[Start Records supplied]
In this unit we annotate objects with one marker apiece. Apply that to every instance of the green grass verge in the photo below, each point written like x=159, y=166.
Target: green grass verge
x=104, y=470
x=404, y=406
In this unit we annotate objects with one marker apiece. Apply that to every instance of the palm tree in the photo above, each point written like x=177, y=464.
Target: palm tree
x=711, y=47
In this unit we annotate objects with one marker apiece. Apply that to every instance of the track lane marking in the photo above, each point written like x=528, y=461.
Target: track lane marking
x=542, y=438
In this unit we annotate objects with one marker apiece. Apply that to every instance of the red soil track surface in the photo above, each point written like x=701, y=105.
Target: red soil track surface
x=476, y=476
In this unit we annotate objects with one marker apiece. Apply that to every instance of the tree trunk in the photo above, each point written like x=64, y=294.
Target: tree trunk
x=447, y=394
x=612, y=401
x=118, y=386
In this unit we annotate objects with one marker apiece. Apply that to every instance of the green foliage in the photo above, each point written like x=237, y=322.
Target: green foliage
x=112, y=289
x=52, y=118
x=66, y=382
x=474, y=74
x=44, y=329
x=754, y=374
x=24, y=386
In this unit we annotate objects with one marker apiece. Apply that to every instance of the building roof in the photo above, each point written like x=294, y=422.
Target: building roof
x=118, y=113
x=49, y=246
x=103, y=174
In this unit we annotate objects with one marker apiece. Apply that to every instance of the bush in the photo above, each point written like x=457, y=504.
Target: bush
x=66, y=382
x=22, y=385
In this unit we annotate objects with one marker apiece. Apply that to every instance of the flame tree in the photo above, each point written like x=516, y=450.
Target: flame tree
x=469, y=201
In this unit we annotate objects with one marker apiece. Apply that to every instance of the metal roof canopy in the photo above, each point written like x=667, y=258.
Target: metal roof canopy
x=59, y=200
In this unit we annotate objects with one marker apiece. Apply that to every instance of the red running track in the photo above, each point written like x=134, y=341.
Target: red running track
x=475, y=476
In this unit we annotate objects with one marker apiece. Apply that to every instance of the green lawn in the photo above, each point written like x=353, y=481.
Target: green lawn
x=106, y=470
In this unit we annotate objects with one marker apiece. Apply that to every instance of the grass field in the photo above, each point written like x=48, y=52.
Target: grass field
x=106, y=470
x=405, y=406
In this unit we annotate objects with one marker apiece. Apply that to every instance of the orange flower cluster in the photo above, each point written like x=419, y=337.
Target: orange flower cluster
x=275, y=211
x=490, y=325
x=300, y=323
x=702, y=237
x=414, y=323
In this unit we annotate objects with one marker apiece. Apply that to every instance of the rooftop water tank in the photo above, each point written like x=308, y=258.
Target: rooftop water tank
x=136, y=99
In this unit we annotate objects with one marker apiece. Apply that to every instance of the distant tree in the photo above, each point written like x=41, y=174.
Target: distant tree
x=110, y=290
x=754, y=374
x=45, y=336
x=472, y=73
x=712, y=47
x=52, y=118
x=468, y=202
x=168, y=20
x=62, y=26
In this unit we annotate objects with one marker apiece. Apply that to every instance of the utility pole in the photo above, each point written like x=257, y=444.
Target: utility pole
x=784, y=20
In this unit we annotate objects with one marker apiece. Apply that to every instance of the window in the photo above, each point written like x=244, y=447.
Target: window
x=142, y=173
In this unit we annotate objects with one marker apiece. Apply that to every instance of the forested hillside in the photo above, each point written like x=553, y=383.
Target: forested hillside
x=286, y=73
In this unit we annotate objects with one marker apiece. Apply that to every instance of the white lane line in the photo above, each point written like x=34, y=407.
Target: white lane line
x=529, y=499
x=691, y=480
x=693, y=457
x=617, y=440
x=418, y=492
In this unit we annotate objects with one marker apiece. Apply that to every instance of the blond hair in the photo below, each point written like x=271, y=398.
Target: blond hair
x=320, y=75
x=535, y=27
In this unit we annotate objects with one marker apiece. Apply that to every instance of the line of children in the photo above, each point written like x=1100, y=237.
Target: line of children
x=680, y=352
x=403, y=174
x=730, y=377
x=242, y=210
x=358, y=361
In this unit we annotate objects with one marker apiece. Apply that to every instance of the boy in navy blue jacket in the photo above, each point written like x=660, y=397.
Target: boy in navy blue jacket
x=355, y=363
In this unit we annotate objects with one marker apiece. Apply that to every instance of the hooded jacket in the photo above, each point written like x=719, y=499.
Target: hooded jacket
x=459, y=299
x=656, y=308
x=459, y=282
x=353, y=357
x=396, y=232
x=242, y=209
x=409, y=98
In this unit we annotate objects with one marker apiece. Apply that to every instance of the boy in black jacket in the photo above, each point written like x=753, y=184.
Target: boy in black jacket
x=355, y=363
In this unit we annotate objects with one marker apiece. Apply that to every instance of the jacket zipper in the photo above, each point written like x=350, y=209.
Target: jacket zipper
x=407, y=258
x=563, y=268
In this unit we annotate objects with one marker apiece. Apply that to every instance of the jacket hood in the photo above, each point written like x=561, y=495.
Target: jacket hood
[End Records supplied]
- _What this task involves_
Recast every line of the records above as a numbered list, leaving out any blank lines.

- _Reply_
1. In this unit we annotate objects with one marker apiece. Apply that to every instance of the green grass verge in the photo below, each point written like x=159, y=166.
2. Target: green grass verge
3. x=104, y=470
4. x=404, y=406
5. In this unit we annotate objects with one marker apiece. Apply that to every instance of the palm tree in the photo above, each point written like x=177, y=464.
6. Target: palm tree
7. x=711, y=47
8. In this unit we annotate objects with one marker apiece. Apply that to every instance of the track lane marking in the photo above, each point written like x=528, y=461.
9. Target: track lane marking
10. x=542, y=438
11. In this unit we annotate objects with one marker apiece. Apply that to every instance of the red soil track surface in the photo above, each point written like x=701, y=105.
12. Target: red soil track surface
13. x=476, y=476
14. In this unit we annotate objects with one marker apiece. Apply that to every instance of the tree trunk in the photo above, each point written like x=64, y=294.
15. Target: tree trunk
16. x=447, y=394
17. x=612, y=401
18. x=118, y=386
19. In this unit we annotate objects with one marker apiece. Apply that to every instance of the green foliage in the photo above, each point written like x=237, y=322.
20. Target: green foliage
21. x=112, y=289
22. x=52, y=118
23. x=66, y=382
24. x=474, y=74
25. x=44, y=329
26. x=754, y=374
27. x=24, y=386
28. In this unit we annotate objects with one marker apiece. Apply that to every instance of the building roof in the photo above, each point written like x=294, y=422.
29. Target: building roof
30. x=118, y=113
31. x=49, y=246
32. x=103, y=174
33. In this unit we annotate objects with one marker apiece. Apply that to every instance of the bush in the photo above, each point written like x=457, y=504.
34. Target: bush
35. x=66, y=382
36. x=22, y=385
37. In this unit we annotate objects with one marker apiece. Apply that to every instance of the flame tree in the photo above, each point written like x=516, y=450.
38. Target: flame tree
39. x=469, y=201
40. In this unit we annotate objects with one marker apiece. Apply that to every instance of the metal roof canopy in the photo above, each point written like x=667, y=258.
41. Target: metal roof canopy
42. x=59, y=200
43. In this unit we annotate objects with one marker apiece. Apply that to every instance of the red running track in the photo above, each point written like x=134, y=341.
44. Target: red running track
45. x=475, y=476
46. In this unit we annotate objects with one marker apiece. Apply that to every instance of the green lawn in the photo above, each point written like x=353, y=481.
47. Target: green lawn
48. x=106, y=470
49. In this unit we annotate objects with one marker apiece. Apply that to every instance of the grass field in the photo above, each point written like x=48, y=52.
50. Target: grass field
51. x=106, y=470
52. x=405, y=406
53. In this unit we annotate objects with one marker apiece. Apply that to every instance of the orange flower cluster in the photo above, each point written like x=419, y=337.
54. Target: orange flower cluster
55. x=275, y=211
56. x=490, y=325
57. x=300, y=323
58. x=702, y=237
59. x=414, y=323
60. In this unit we annotate objects with one marker apiece. Apply that to every instance of the rooftop water tank in the photo above, each point written like x=308, y=258.
61. Target: rooftop water tank
62. x=136, y=99
63. In this unit we annotate objects with one marker apiece. Apply that to every instance of the distant tree in the photo above, each point written like x=41, y=174.
64. Target: distant tree
65. x=110, y=290
66. x=754, y=374
67. x=45, y=336
68. x=472, y=73
69. x=712, y=47
70. x=52, y=118
71. x=468, y=202
72. x=168, y=20
73. x=62, y=26
74. In this unit we annotate objects with one marker apiece. Apply that to every instance of the utility pole in the photo above, each point written like x=257, y=444.
75. Target: utility pole
76. x=784, y=20
77. In this unit we annotate objects with one marker apiece. Apply that to every instance of the window in the photo above, each point written like x=244, y=447.
78. Target: window
79. x=142, y=173
80. In this unit we annotate objects with one marker apiece. Apply that to every instance of the forested hillside in the photo above, each point written like x=553, y=383.
81. Target: forested hillside
82. x=286, y=73
83. In this unit we annotate objects with one marker apiece. Apply that to every instance of the white lane line in the photo above, each point written like x=34, y=407.
84. Target: white lane line
85. x=529, y=499
86. x=691, y=480
87. x=693, y=457
88. x=617, y=440
89. x=418, y=492
90. In this unit we annotate objects with one marker apiece. Apply that to every instance of the blond hair in the photo below, each point written like x=271, y=398.
91. Target: blond hair
92. x=320, y=75
93. x=535, y=27
94. In this unit we annotate objects with one marker apiece. Apply that to every instance of the line of children in the photo above, each point written like x=1100, y=237.
95. Target: line of children
96. x=680, y=352
97. x=403, y=174
98. x=730, y=377
99. x=242, y=210
100. x=358, y=361
101. In this unit we annotate objects with one marker apiece. Apply that to every instance of the boy in navy blue jacket in the photo above, each point written like x=660, y=397.
102. Target: boy in navy blue jacket
103. x=355, y=363
104. In this unit we annotate objects with one marker apiece. Apply that to every instance of the hooded jacket in the photo above, each point written like x=719, y=499.
105. Target: hooded jacket
106. x=459, y=299
107. x=656, y=308
108. x=459, y=282
109. x=353, y=357
110. x=396, y=232
111. x=242, y=209
112. x=409, y=98
113. In this unit we annotate objects with one marker apiece. Apply that to every instance of the boy in black jacket in the photo above, each point written like x=753, y=184.
114. Target: boy in black jacket
115. x=355, y=363
116. In this unit we annotate objects with one marker apiece. Apply that to every instance of the jacket zipper in the photo above, each point written like x=350, y=209.
117. Target: jacket zipper
118. x=407, y=258
119. x=563, y=268
120. In this unit we annotate objects with one marker apiece. Apply that to every instance of the jacket hood in the photo above, each point written like x=561, y=495.
121. Target: jacket hood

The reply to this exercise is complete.